Copy the records from the start through the line containing "(1079, 387)", keeping every request and shifting each coordinate in the answers by -10.

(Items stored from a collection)
——————————

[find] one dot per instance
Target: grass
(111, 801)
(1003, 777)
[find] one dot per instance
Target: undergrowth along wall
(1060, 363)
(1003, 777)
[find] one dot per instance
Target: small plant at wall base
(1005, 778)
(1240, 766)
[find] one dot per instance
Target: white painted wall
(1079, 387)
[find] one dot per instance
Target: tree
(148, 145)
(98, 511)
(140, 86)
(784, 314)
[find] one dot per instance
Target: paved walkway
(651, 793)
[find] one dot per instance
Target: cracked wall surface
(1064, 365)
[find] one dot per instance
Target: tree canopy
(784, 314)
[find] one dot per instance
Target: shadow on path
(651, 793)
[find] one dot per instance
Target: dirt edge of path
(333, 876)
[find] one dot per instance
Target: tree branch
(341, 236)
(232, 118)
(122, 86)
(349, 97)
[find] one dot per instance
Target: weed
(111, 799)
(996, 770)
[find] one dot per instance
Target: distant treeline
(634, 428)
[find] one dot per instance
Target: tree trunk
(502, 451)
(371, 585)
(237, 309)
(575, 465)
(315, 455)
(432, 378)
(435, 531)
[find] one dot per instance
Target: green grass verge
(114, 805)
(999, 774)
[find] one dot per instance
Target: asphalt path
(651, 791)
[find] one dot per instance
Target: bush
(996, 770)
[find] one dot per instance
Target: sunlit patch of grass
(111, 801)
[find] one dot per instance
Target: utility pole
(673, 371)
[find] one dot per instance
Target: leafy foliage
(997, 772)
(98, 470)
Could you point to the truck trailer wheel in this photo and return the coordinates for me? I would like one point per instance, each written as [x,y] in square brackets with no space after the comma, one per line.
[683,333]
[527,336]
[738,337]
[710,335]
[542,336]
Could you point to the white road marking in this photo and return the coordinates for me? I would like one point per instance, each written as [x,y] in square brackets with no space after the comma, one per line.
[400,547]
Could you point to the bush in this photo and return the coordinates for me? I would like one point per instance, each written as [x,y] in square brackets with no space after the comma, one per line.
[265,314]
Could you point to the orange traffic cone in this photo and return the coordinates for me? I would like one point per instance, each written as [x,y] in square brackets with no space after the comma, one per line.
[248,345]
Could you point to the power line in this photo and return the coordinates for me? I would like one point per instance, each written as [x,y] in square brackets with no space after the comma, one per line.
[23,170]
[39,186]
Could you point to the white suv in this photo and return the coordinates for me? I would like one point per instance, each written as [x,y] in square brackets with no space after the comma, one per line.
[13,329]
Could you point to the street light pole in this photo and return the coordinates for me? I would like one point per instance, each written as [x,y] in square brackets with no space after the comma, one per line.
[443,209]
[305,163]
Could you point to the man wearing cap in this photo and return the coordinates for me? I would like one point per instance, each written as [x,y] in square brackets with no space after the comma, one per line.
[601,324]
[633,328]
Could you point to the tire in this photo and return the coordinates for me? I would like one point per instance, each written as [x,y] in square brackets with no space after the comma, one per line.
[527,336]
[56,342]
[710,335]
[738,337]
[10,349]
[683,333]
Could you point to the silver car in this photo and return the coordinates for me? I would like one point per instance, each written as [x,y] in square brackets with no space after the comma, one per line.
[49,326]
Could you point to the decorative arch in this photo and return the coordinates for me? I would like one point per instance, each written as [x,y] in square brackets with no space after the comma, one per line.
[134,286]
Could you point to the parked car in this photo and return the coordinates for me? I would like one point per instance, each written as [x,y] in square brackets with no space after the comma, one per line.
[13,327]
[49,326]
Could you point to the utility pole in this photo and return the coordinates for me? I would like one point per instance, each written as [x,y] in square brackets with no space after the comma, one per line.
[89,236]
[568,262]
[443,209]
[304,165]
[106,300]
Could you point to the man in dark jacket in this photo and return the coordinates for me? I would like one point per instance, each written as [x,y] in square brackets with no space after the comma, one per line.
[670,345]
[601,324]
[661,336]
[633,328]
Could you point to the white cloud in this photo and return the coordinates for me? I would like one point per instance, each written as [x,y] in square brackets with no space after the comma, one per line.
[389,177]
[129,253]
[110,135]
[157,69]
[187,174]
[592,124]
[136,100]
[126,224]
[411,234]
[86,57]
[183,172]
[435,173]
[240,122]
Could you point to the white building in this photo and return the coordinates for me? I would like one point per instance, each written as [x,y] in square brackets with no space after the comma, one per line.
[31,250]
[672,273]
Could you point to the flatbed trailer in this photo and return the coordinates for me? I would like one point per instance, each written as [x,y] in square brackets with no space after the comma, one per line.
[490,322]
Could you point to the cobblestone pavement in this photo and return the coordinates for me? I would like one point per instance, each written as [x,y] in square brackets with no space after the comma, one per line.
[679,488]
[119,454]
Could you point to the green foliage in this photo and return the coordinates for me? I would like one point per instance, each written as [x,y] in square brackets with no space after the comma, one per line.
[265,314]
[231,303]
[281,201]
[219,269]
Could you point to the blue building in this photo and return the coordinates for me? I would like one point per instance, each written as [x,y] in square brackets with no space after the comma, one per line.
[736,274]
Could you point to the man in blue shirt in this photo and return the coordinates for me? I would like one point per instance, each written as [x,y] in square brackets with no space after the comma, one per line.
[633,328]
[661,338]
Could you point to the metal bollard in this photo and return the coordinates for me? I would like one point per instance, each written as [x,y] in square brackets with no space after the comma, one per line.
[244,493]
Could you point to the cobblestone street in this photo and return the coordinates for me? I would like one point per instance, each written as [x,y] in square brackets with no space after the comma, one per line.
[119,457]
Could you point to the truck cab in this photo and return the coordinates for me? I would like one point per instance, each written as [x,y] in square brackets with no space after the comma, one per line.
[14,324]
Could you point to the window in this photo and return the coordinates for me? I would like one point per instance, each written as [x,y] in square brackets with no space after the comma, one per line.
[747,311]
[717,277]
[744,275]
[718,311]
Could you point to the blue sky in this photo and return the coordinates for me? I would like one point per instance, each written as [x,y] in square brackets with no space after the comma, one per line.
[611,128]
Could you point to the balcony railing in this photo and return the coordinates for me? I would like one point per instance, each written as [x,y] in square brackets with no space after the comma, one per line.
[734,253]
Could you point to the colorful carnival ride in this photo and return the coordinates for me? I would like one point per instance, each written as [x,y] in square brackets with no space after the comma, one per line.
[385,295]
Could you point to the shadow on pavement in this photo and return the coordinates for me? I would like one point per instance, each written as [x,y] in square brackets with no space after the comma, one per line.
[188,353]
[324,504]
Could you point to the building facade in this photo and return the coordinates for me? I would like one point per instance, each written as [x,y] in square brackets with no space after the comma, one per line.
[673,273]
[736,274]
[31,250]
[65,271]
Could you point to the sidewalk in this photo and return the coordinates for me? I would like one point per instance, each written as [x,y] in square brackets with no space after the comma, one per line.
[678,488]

——————————

- [Task result]:
[find] one dot per instance
Target: grass
(101, 791)
(993, 767)
[find] one dot per instance
Target: undergrowth along wall
(1050, 353)
(993, 767)
[find] one dot per instance
Target: small plant at wall base
(995, 768)
(1230, 756)
[find] one dot per instance
Target: white painted wall
(1069, 377)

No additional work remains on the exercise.